Gavriliu: In Katastrophe habe ich versucht. mich mehr auf die Konzentration, den Instinkt und die Absicht meiner Kommunikation zu verlassen. Genauer gesagt, ich verlasse mich mehrmals auf Improvisation, aber auf strukturierte Improvisation. Die Bewegungen sollten das Ergebnis von Gedanken und Absichten sein, die ich mit meinem Körper kommunizieren möchte. Bisher war Musik der Hauptmotor der Bewegungen. Diesmal habe ich versucht, mich nicht so viel der Musik zu unterwerfen. Dann spielen natürlich die Aufzeichnungen und ihr Inhalt eine wichtige Rolle.

LP: Du kämpfst für eine wichtigere Rolle des Choreografen im Aufbau einer Theaterproduktion. Was hat sich geändert, seitdem du an rumänischen Theatern arbeitest?

Anforderung 1: Auf welche Dinge wollte sich Gavriliu laut dem ersten Satz des Interviewauszugs in Katastrophe mehr verlassen? Zähle sie alle auf.
Der Interviewauszug und die Zeilen im Übungsmaterial stehen in keinem Zusammenhang.

Übungsmaterial:
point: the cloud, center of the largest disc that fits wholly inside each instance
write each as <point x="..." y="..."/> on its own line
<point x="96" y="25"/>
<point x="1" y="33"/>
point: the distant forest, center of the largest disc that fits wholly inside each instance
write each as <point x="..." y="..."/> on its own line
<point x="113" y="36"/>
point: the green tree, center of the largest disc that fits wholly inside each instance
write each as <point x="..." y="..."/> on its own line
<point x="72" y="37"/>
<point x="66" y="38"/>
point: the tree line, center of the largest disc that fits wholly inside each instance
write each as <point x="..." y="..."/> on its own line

Anforderung 2: Verschiebe jede Koordinate in den Antworten um -73 und gib dabei die Zeilen des Übungsmaterials von der Zeile mit "point: the green" bis zum Ende vollständig erneut aus, Anweisungen eingeschlossen.

Ergebnis 1:
- die Konzentration
- den Instinkt
- die Absicht der eigenen Kommunikation

Ergebnis 2:
point: the green tree, center of the largest disc that fits wholly inside each instance
write each as <point x="..." y="..."/> on its own line
<point x="-1" y="-36"/>
<point x="-7" y="-35"/>
point: the tree line, center of the largest disc that fits wholly inside each instance
write each as <point x="..." y="..."/> on its own line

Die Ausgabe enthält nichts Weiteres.